→ **Ejercicios propuestos**:
a) Escribe todas las circunstancias que, según el texto sobre el Guerrero, pueden reducirnos a un estado en el que lo necesitamos todo de los demás.
b) Traduce al inglés esta oración del texto sobre el Guerrero: «No irás donde decidas, sino donde te lleven.»

Acostumbramos a imaginar al Guerrero sosteniéndose sobre sus pies. Eligiendo. Decidiendo. Haciendo o no haciendo, pero por propia voluntad.

A un Guerrero que actúa y dirige.

Sin embargo, en ocasiones las circunstancias nos reducen a un estado en el que no podemos nada y en el que lo necesitamos todo de los demás. Una enfermedad, un accidente, un colapso, el propio deterioro de la edad, la inminente cercanía de la muerte…

A veces no podemos. Ni siquiera lo más básico.

¿Quiénes somos, entonces, nosotros? ¿Qué Guerrero se dibuja en esa imagen dependiente y frágil, quizá para un tiempo, quizá hasta el fin de nuestros días?

No irás donde decidas, sino donde te lleven.

¿Cuál es el sentido de vivir esta extrema debilidad, esta impotencia?

Quizá sea esta experiencia la lección menos deseada, la parte de la vida de la que seríamos incluso filosóficamente capaces de prescindir, de declarar que sobra y hacer por respaldarlo con reconfortantes – y a veces aparentemente humildes – argumentos.

No hay forma de transmitir la enseñanza que otorga este estado. No hay transformación comparable a la que no puede venir de nosotros de ninguno de los modos.

El Guerrero impotente. El que conoce otra cara de la luz.

Démosle la bienvenida cuando llega, aunque sea duro.

→ **Material recopilado**:
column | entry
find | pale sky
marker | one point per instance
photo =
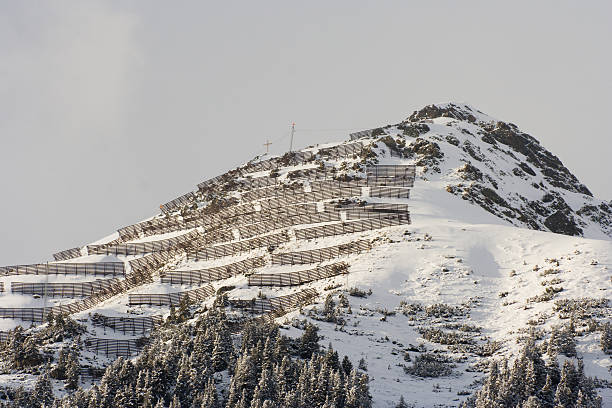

→ **Respuestas**:
a)
- Una enfermedad
- Un accidente
- Un colapso
- El propio deterioro de la edad
- La inminente cercanía de la muerte

b) You will not go where you decide, but where you are taken.